### DESAFIO 1
Segundo o texto sobre João II e o duque de Viseu, quem eram as cabeças da nova conjura contra a vida do rei?

João II e o duque de Viseu
Setúbal, 28 de Agosto de 1484
«Esta pacífica vila vive horas de terror e espanto! As portas estão
cerradas e mui bem guardadas, lêem-se grandes e temerosos pregões na praça
pública, os ginetes da guarda de el-rei andam a percorrer os caminhos em várias
diligências, e há ordem de prisão contra muitas pessoas da primeira nobreza do
reino. É que foi descoberta nova conjura contra a vida do rei nosso Senhor, da
qual eram cabeças Garcia Menezes, bispo de Évora, e o senhor Diogo,
duque de Viseu. Daí as buscas e prisões ordenadas e a justiça que esta noite
foi feita na pessoa do jovem e desventurado irmão da rainha D. Leonor. Narremos
o que, sobre estes tristes factos, conseguimos apurar.
A sentença, que em Évora se executou, degolando Fernando, duque
de Bragança, parece que devia ser servido de aviso a todos os fidalgos
irrequietos e ambiciosos que guardassem ainda qualquer animadversão contra o
seu rei. Foi, nessa ocasião, paternalmente admoestado o duque de Viseu, a quem
Sua Alteza tanto queria, e contra quem não procedeu com mais rigor pelo amor e
respeito que dedica à rainha sua esposa. Mas nem o temor do cutelo nem a
suavidade dos conselhos desarmaram completamente aqueles maus portugueses, que
continuaram a alimentar abominável sanha contra el-rei e a congeminar o crime horroroso
de lhe tirar a vida. Começou a ser planeada a nova conjura quando a corte se trasladou
a Santarém.

### DESAFIO 2
Localize nas linhas abaixo todas as que contêm a palavra "beak" e copie-as, distinguindo maiúsculas de minúsculas.

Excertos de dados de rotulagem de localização
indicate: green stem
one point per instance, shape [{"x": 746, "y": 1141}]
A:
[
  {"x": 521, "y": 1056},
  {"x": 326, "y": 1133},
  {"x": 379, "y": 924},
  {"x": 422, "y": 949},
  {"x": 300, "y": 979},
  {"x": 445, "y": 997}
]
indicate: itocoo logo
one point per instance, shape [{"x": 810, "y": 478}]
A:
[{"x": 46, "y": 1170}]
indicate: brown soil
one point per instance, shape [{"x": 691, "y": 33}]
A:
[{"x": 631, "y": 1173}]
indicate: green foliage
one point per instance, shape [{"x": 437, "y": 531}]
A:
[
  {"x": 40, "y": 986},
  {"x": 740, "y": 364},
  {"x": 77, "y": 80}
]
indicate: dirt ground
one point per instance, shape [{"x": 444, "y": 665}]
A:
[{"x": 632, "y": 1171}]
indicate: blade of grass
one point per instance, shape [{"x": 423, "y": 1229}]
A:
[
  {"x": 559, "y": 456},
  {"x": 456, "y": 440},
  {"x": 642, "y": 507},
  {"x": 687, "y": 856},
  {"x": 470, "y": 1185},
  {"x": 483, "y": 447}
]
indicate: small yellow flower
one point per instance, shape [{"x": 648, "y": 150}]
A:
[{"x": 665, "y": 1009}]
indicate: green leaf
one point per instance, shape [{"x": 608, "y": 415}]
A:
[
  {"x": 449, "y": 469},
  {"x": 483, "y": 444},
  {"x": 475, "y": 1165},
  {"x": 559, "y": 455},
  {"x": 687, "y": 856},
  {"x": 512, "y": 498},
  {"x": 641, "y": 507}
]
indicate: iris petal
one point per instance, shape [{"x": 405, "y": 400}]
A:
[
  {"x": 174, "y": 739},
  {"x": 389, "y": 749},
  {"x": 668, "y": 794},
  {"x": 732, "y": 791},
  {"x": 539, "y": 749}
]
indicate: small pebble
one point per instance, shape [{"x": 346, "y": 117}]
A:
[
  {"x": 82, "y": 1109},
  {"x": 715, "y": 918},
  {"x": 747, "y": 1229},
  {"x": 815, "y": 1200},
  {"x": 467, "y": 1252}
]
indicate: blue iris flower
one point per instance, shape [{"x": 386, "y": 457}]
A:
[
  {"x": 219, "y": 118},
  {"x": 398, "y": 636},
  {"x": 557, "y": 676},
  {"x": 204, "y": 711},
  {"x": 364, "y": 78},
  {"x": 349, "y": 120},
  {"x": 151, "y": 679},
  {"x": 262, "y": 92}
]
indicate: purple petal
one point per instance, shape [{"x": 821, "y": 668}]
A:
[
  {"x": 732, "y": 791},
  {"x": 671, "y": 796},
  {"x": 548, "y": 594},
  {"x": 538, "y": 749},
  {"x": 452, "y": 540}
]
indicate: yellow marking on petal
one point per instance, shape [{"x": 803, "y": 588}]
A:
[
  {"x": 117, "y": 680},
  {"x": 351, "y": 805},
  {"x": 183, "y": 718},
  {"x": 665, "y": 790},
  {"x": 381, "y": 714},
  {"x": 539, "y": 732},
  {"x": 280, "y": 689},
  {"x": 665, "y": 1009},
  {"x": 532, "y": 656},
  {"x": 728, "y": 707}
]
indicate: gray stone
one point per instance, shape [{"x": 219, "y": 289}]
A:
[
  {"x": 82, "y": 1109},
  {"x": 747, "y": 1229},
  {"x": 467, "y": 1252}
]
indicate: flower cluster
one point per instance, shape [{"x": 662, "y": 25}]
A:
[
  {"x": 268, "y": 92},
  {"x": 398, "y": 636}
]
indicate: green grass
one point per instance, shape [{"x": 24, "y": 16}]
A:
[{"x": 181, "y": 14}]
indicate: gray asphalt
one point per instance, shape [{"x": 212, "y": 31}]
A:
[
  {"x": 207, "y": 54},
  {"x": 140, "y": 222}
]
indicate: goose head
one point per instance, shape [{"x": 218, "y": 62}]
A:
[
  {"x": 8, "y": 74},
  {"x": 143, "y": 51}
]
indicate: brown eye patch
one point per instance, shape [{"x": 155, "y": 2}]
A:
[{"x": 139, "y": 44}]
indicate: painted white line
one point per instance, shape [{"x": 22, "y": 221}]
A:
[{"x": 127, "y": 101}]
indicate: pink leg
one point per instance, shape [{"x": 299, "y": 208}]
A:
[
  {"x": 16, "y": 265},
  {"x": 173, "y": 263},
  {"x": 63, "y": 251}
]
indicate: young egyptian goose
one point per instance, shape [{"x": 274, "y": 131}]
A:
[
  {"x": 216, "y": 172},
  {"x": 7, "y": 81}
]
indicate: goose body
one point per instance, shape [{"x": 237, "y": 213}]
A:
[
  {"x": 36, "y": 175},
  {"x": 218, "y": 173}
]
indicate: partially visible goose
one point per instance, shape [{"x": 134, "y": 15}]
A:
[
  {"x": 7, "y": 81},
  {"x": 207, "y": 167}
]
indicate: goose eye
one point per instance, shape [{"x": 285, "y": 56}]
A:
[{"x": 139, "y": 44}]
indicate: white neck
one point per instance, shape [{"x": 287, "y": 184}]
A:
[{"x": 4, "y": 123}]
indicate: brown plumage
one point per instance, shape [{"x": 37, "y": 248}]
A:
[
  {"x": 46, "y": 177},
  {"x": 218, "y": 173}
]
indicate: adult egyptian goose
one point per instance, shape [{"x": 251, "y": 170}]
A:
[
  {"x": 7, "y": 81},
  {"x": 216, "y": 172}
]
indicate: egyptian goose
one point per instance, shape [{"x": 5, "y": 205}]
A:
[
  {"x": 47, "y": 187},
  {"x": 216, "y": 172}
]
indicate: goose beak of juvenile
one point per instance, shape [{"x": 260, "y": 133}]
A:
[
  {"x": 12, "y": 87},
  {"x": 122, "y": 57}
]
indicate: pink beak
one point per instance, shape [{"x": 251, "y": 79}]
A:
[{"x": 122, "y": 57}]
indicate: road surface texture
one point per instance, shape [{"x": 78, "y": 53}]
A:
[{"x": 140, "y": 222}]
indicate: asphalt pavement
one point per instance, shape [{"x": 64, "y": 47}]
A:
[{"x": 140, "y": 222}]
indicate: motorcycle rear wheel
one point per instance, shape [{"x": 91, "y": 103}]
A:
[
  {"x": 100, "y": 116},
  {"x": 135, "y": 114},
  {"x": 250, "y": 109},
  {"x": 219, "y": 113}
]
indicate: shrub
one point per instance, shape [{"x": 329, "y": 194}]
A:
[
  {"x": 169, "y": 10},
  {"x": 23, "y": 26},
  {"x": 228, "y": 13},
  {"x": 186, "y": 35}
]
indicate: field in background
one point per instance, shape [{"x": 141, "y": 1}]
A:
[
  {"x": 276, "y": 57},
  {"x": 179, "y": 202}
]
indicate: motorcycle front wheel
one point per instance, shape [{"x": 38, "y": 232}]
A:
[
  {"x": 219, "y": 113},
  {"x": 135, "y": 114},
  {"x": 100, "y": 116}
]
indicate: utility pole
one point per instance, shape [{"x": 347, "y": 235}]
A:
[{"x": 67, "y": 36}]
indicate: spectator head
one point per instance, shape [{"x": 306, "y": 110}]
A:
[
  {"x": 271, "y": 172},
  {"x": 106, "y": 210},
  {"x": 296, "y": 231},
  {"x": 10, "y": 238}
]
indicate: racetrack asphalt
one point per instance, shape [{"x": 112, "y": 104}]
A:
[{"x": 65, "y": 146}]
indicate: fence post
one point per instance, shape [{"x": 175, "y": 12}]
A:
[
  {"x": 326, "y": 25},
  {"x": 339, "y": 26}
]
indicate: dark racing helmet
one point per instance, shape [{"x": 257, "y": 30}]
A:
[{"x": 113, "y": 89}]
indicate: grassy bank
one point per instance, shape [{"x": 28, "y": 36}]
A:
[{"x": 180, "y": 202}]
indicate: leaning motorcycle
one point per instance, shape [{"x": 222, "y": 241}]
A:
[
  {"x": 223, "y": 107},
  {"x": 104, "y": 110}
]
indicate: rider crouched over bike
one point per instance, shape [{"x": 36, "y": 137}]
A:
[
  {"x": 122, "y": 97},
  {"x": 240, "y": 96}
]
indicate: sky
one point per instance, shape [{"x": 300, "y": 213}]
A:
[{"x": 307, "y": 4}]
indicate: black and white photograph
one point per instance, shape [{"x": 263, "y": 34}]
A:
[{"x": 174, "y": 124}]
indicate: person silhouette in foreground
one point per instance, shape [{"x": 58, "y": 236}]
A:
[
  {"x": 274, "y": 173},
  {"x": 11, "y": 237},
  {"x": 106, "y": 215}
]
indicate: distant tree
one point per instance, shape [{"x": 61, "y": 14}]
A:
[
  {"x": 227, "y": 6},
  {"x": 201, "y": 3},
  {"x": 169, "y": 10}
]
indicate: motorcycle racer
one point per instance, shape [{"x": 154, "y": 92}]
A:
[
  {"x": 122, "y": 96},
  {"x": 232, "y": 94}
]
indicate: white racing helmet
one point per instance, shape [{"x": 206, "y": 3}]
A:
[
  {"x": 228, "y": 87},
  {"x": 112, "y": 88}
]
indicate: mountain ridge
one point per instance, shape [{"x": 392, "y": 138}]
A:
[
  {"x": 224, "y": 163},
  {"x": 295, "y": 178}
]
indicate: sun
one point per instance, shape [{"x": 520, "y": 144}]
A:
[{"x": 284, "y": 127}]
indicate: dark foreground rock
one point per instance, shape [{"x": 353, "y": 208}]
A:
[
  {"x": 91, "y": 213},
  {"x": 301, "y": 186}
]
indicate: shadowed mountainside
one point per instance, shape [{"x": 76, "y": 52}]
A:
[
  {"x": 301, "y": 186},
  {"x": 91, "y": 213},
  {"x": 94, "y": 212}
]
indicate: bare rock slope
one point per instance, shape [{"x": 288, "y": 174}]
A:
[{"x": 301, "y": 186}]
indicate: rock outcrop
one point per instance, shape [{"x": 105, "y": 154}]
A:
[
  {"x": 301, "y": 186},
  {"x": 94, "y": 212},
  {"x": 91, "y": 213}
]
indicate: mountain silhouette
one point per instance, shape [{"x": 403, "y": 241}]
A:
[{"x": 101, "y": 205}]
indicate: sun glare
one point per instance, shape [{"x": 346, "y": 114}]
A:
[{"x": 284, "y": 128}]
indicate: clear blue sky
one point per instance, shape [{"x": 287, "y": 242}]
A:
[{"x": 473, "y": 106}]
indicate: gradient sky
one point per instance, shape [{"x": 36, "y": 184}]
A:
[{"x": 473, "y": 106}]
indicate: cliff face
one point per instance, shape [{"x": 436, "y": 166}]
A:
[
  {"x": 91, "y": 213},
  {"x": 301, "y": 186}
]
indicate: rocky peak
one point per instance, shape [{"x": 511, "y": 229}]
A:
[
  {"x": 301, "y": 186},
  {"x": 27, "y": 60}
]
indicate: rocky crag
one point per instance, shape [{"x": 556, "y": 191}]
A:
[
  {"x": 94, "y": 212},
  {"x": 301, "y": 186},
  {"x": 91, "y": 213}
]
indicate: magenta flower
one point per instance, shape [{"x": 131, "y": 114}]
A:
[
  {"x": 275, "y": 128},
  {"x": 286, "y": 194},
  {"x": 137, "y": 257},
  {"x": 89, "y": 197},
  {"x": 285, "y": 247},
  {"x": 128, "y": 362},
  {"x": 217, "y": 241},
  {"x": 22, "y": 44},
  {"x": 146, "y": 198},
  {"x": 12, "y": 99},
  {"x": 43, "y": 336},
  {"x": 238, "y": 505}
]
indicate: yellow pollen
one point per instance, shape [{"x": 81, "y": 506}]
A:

### RESPOSTA RESOLVIDA 1
Garcia Menezes, bispo de Évora, e o senhor Diogo, duque de Viseu.

### RESPOSTA RESOLVIDA 2
indicate: goose beak of juvenile
indicate: pink beak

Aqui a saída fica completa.